Consigna: Según el bloque de texto que aparece a continuación, ¿cuál fue el primer gran error del proceso constitucional, de acuerdo con lo señalado por Daniel Chernilo?

Bloque de texto:
* * *
Juan Claudio Escobar es abogado Universidad de Chile. Master of Arts in Political and Legal Theory, Universidad de Warwick (Reino Unido)

Al término de cuatro años de experimentos constitucionales, cinco elecciones y un resultado que no fue capaz de satisfacer las expectativas de la ciudadanía, estamos presenciando un desfile de actores intentando instalar la idea de que, con el rechazo del segundo borrador constitucional, habríamos llegado al final de un supuesto camino, edulcorándose el concepto según la opción política del emisor. En estas líneas, quisiera argumentar por qué considero que esta postura es errada.

En primer lugar, y tal como señalara Daniel Chernilo en una columna publicada en El Mostrador, el primer gran error del proceso es haber reducido la sociedad a la Constitución, la que por muy relevante que sea en cuanto norma supraordenadora del sistema jurídico, sigue siendo eso, una norma, con aspiraciones de permanencia en el tiempo y legitimidad como rectora del orden institucional.
* * *
Extracto del conjunto de datos:

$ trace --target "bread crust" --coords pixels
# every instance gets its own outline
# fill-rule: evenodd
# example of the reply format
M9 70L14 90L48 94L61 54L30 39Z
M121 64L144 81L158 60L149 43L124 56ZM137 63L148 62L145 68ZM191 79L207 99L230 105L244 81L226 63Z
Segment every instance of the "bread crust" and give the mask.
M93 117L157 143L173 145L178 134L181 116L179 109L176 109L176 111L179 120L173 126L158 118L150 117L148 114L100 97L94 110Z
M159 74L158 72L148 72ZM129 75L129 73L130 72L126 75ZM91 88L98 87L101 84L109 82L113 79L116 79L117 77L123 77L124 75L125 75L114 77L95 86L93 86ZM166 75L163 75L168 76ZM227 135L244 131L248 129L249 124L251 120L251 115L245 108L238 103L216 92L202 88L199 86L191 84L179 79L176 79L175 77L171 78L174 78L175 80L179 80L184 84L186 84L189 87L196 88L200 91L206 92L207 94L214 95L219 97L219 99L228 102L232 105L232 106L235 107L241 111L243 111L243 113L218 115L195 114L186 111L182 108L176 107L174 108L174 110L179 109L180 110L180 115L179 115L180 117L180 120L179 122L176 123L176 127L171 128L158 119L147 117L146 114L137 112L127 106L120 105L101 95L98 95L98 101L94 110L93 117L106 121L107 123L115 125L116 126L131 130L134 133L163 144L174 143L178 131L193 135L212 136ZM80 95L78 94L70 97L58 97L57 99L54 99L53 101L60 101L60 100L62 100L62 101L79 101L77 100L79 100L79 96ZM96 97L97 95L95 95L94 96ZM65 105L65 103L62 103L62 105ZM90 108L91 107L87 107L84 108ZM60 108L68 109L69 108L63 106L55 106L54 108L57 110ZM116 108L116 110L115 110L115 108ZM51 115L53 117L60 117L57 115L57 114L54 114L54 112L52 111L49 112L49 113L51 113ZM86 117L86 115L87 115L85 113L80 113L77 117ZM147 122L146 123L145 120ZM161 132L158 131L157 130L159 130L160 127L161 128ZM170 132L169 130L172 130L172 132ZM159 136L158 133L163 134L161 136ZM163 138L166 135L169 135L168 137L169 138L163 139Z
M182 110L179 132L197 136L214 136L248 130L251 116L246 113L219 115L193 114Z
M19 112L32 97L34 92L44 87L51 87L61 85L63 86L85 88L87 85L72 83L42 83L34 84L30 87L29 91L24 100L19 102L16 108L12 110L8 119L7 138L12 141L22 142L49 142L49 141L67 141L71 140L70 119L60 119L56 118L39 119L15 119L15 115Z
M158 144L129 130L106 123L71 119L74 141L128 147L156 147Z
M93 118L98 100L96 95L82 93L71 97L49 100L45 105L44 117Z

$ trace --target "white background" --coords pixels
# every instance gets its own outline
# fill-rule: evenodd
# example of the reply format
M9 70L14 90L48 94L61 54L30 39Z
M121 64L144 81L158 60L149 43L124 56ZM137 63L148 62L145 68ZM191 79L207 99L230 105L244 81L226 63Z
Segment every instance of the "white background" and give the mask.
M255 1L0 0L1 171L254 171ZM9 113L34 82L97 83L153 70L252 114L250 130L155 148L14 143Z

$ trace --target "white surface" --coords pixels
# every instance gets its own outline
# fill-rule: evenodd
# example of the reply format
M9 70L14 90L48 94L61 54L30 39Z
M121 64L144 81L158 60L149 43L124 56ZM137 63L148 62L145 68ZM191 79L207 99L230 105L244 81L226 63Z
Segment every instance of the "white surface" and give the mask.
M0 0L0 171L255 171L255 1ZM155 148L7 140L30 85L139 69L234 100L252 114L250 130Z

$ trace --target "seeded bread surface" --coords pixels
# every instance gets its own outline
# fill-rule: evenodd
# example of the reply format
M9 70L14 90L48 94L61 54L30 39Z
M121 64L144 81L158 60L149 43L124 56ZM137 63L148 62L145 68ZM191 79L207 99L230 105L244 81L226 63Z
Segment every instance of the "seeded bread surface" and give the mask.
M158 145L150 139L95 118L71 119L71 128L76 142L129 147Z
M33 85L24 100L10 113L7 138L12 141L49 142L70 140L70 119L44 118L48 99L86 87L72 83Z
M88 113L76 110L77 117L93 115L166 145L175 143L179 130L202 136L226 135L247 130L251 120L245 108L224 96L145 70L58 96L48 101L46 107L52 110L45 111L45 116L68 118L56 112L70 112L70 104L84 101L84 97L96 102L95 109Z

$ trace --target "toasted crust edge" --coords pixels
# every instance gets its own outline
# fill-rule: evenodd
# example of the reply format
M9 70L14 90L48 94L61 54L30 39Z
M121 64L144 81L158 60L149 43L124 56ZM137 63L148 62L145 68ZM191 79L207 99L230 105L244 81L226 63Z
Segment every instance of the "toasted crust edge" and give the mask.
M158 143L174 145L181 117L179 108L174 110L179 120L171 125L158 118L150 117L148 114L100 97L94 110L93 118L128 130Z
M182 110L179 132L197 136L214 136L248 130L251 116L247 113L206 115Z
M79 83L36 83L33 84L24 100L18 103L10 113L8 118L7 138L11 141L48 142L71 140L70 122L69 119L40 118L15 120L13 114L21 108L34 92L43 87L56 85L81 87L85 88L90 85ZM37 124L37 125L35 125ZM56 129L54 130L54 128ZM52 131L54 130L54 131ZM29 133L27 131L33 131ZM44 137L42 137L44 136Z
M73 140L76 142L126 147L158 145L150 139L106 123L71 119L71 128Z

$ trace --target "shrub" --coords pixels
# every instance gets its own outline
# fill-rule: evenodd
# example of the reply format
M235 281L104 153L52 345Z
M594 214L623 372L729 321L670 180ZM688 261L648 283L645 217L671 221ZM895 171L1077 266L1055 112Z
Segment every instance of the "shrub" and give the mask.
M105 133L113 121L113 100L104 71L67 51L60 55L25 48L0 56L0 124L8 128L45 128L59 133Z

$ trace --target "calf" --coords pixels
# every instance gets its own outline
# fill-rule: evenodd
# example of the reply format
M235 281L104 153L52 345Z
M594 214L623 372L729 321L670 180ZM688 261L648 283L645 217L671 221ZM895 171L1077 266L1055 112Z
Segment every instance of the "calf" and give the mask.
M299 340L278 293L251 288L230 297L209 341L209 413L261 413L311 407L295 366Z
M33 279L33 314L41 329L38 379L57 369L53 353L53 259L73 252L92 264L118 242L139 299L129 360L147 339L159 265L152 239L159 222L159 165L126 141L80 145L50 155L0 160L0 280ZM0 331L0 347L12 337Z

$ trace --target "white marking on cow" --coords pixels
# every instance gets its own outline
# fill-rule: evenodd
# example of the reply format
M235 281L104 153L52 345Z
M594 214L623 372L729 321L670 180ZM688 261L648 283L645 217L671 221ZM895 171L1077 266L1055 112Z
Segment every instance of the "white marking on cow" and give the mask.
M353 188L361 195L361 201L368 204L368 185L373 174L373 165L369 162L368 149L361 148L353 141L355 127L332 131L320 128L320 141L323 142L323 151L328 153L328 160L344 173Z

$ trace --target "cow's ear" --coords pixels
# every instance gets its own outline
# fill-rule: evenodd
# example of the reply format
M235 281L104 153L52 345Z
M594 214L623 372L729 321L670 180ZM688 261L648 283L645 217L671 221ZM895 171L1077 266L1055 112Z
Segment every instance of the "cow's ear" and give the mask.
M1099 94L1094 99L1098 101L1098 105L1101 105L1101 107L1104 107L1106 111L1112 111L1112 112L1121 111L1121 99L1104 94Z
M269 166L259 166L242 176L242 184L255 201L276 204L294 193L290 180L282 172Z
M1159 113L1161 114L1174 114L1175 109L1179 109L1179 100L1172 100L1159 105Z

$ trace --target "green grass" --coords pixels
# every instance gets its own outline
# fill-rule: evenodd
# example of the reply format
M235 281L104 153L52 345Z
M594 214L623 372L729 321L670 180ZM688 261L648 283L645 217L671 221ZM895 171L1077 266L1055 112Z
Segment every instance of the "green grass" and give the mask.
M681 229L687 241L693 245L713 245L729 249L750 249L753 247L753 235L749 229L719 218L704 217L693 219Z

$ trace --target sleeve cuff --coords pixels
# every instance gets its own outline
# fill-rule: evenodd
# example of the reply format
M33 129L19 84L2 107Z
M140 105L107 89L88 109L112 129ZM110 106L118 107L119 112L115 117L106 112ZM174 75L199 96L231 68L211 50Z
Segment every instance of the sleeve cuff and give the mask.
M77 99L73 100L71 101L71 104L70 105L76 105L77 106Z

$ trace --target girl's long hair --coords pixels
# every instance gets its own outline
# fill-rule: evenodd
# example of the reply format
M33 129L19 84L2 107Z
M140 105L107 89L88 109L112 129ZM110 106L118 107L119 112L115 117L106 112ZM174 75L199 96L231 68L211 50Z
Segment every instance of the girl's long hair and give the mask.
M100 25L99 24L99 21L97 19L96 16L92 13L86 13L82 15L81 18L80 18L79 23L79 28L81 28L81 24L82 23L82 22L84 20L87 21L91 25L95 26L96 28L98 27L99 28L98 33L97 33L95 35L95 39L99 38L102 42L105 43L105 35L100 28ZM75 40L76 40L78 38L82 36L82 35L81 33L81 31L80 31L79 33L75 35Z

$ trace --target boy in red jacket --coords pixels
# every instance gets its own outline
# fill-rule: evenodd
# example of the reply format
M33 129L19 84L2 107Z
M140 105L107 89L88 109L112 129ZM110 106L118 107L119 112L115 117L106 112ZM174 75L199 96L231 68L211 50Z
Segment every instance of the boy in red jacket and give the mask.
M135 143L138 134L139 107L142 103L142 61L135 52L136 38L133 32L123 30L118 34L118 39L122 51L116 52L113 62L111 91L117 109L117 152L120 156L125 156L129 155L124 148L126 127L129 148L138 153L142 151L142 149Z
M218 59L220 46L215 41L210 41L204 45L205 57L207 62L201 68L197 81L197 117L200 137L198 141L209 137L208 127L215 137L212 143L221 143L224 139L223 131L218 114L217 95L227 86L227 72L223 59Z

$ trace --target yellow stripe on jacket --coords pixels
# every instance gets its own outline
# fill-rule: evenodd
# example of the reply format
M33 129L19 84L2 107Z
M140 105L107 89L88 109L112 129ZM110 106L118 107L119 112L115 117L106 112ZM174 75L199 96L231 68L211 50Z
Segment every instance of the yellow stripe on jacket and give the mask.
* * *
Respuesta: Haber reducido la sociedad a la Constitución.